■ TUGAS LATIHAN INI:
1: Menurut teks tentang kesenian dan kemajuan bangsa, selain dari terobosan teknologi, dari apa tolak ukur kemajuan sebuah bangsa dapat dilihat?
2: Tolong lanjutkan teks tentang kesenian dan kemajuan bangsa setelah kalimat terakhirnya.

Sejarah telah menunjukkan, perkembangan kebudayaan dan bahkan peradaban tidak pernah dapat dilepaskan dari sejauh mana keseniannya juga berkembang secara pesat. Dan tolak ukur kemajuan sebuah bangsa tidak saja ditinjau dari terobosan teknologinya, tetapi juga dapat dilihat dari kreativitas dan inovasi dalam bidang kesenian.
Perkembangan zaman juga membawa apresiasi karya seni rupa, menjadi bagian dari prestise kelas menengah atas dan investasi yang cukup menjanjikan. Karena karya seni rupa memiliki grafik portofolio yang terus menanjak seiring dengan terobosan estetik dan eksistensi sang seniman, dalam perkembangan jenjang kekarirannya di kemudian hari. Kondisi tersebut dimungkinkan karena telah terbentuk kesadaran di dalam medan sosial seni rupa, yang di dalamnya terdapat berbagai eksponen yang saling terkait.
Medan itu terbentuk dengan hadirnya kolektor, museum, kritikus, sejarawan seni rupa, broker, galeri, kurator, pencipta seni yang sebagian besar adalah pihak swasta; dan tentunya juga perhatian dan peran serta pemerintah sebagai pemegang kebijakan formal kebudayaan dan seni.

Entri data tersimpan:
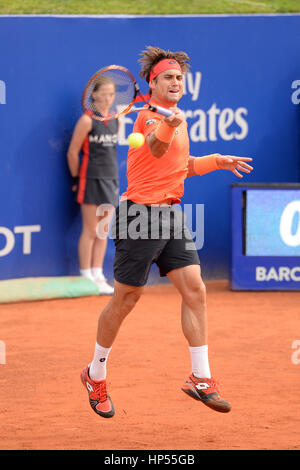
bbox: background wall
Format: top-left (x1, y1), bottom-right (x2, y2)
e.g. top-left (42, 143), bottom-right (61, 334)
top-left (0, 15), bottom-right (300, 282)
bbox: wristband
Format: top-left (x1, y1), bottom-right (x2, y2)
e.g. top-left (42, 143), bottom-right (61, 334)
top-left (154, 121), bottom-right (176, 144)
top-left (194, 153), bottom-right (220, 175)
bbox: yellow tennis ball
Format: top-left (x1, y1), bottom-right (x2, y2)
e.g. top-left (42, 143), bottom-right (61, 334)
top-left (128, 132), bottom-right (145, 148)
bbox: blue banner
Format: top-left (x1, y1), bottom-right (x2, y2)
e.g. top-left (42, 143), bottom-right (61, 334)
top-left (0, 15), bottom-right (300, 280)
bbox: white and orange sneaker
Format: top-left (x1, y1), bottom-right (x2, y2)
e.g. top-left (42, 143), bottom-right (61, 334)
top-left (80, 366), bottom-right (115, 418)
top-left (181, 374), bottom-right (231, 413)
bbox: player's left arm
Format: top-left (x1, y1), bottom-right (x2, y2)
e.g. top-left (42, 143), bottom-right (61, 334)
top-left (187, 153), bottom-right (253, 178)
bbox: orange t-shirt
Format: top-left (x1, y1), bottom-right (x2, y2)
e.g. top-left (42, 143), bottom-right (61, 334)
top-left (121, 100), bottom-right (189, 204)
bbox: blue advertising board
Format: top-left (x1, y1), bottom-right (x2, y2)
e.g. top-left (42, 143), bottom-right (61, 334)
top-left (230, 184), bottom-right (300, 290)
top-left (0, 15), bottom-right (300, 279)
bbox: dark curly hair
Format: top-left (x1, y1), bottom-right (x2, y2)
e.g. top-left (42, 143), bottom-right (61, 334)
top-left (139, 46), bottom-right (191, 83)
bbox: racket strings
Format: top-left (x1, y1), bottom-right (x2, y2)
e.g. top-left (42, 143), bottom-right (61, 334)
top-left (83, 69), bottom-right (136, 119)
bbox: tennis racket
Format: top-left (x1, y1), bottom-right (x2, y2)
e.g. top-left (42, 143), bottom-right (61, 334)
top-left (81, 65), bottom-right (173, 121)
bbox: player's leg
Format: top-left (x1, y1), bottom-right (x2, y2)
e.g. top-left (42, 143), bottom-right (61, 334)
top-left (78, 203), bottom-right (97, 279)
top-left (97, 281), bottom-right (143, 348)
top-left (81, 281), bottom-right (143, 418)
top-left (168, 265), bottom-right (231, 413)
top-left (168, 265), bottom-right (207, 346)
top-left (91, 204), bottom-right (114, 294)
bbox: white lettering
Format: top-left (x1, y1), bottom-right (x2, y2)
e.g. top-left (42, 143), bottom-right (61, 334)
top-left (265, 268), bottom-right (278, 281)
top-left (218, 108), bottom-right (234, 140)
top-left (255, 266), bottom-right (300, 282)
top-left (279, 201), bottom-right (300, 246)
top-left (234, 108), bottom-right (249, 140)
top-left (0, 227), bottom-right (15, 256)
top-left (207, 103), bottom-right (220, 142)
top-left (291, 266), bottom-right (300, 282)
top-left (0, 80), bottom-right (6, 104)
top-left (184, 103), bottom-right (249, 142)
top-left (255, 266), bottom-right (267, 281)
top-left (279, 266), bottom-right (290, 281)
top-left (118, 115), bottom-right (133, 145)
top-left (186, 72), bottom-right (202, 101)
top-left (186, 109), bottom-right (207, 142)
top-left (291, 80), bottom-right (300, 104)
top-left (14, 225), bottom-right (41, 255)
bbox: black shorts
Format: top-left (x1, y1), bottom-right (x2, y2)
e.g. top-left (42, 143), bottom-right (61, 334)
top-left (112, 201), bottom-right (200, 287)
top-left (77, 178), bottom-right (119, 207)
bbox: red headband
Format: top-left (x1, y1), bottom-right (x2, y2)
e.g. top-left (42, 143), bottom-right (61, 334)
top-left (149, 59), bottom-right (182, 83)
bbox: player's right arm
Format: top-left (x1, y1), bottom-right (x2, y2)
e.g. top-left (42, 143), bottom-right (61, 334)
top-left (67, 114), bottom-right (92, 185)
top-left (146, 108), bottom-right (185, 158)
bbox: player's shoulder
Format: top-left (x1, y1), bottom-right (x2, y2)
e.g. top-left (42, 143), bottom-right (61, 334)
top-left (137, 109), bottom-right (163, 127)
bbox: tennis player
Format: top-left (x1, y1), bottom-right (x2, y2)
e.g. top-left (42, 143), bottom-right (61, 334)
top-left (67, 77), bottom-right (119, 295)
top-left (81, 46), bottom-right (252, 418)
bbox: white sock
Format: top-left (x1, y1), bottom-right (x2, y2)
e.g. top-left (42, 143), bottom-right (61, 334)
top-left (189, 344), bottom-right (211, 379)
top-left (79, 269), bottom-right (93, 280)
top-left (89, 343), bottom-right (111, 381)
top-left (92, 268), bottom-right (104, 280)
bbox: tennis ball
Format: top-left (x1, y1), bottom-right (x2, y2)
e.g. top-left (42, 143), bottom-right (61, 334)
top-left (128, 132), bottom-right (145, 148)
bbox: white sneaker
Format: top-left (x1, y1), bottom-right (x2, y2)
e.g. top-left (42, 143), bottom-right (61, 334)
top-left (94, 279), bottom-right (114, 295)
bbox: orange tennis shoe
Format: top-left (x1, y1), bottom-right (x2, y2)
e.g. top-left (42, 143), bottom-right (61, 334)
top-left (181, 374), bottom-right (231, 413)
top-left (80, 366), bottom-right (115, 418)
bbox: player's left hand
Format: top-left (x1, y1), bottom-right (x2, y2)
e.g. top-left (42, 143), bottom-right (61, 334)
top-left (216, 155), bottom-right (253, 178)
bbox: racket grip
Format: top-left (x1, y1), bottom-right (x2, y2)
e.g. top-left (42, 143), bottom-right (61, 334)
top-left (155, 106), bottom-right (173, 117)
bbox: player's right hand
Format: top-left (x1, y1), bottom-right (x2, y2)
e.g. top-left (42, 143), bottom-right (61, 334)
top-left (165, 108), bottom-right (185, 127)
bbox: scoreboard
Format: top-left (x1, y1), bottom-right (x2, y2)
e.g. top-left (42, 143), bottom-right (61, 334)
top-left (230, 183), bottom-right (300, 290)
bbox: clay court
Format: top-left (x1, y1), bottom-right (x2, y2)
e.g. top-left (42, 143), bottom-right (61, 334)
top-left (0, 281), bottom-right (300, 450)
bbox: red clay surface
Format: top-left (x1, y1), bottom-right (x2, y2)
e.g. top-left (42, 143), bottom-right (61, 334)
top-left (0, 281), bottom-right (300, 450)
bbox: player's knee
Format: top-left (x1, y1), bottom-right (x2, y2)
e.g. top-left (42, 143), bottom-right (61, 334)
top-left (184, 280), bottom-right (206, 308)
top-left (119, 291), bottom-right (141, 316)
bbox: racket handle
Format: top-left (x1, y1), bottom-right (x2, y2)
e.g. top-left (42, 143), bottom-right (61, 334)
top-left (155, 106), bottom-right (173, 117)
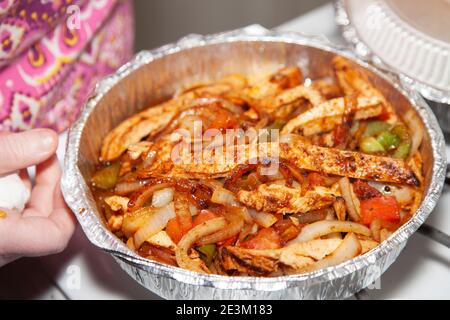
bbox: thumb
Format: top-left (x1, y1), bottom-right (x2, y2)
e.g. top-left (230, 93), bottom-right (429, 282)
top-left (0, 129), bottom-right (58, 174)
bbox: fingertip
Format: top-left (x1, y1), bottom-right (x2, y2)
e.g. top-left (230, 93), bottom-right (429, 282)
top-left (31, 129), bottom-right (58, 155)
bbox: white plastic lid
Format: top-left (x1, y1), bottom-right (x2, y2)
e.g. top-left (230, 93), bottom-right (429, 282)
top-left (344, 0), bottom-right (450, 102)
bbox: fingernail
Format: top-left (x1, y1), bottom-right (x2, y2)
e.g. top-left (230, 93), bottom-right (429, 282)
top-left (39, 130), bottom-right (55, 150)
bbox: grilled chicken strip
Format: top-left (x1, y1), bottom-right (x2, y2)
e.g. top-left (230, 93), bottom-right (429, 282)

■ HASIL TIAP TUGAS:
1: Dari kreativitas dan inovasi dalam bidang kesenian.

2:
Dalam konteks yang lain, seni rupa juga telah terbukti menjadi bagian integral dari pengembangan pariwisata budaya, contoh yang paling relevan adalah seni lukis Bali. Awal promosi pariwisata Bali ditopang dengan program pameran keliling yang dinamakan Pita Maha, diselenggarakan pemerintahan Hindia Belanda di kunstkring-kunstring berbagai daerah di Indonesia dan hingga keluar negeri. Hingga terbentuklah citra Bali sebagai daerah destinasi pariwisata budaya yang unik di dunia yang mendapat julukan seperti last paradiseatau island of god.
Celebes Artlink merupakan sebuah projek apresiasi kebudayaan melalui seni rupa, sebagai upaya untuk membangun model destinasi ‘baru’ pengembangan pariwisata berbasis budaya di wilayah Indonesia Tengah-Timur. Dipilihnya Makassar sebagai tempat penyelenggaraan, menimbang posisinya yang signifikan sebagai hub di Indonesia bagian tengah-timur; bagi jalur transportasi laut dan udara. Pertumbuhan ekonominya pun terus berkembang pesat. Sebagai hub ekonomi kawasan, hotel-hotel pun terus bertumbuh memenuhi kebutuhan ekonomi dan tempat transit memberikan kenyamanan.
Hotel-hotel di Makasar telah banyak menjual paket-paket pleasure dan hospitality, dan sepertinya belum banyak menekankan pada konten nilai-nilai budaya (cultural value). Hal yang sangat disayangkan, karena sesungguhnya wilayah Nusantara ini sangat kaya dengan berbagai bentuk dan ekspresi kebudayaan dari beragam suku bangsa. Sebagaimana halnya di daerah Sulawesi Selatan sendiri yang terdiri dari berbagai suku bangsa diantaranya Bugis, Makassar, Toraja, Mandar, dan masih ada lagi yang lainnya.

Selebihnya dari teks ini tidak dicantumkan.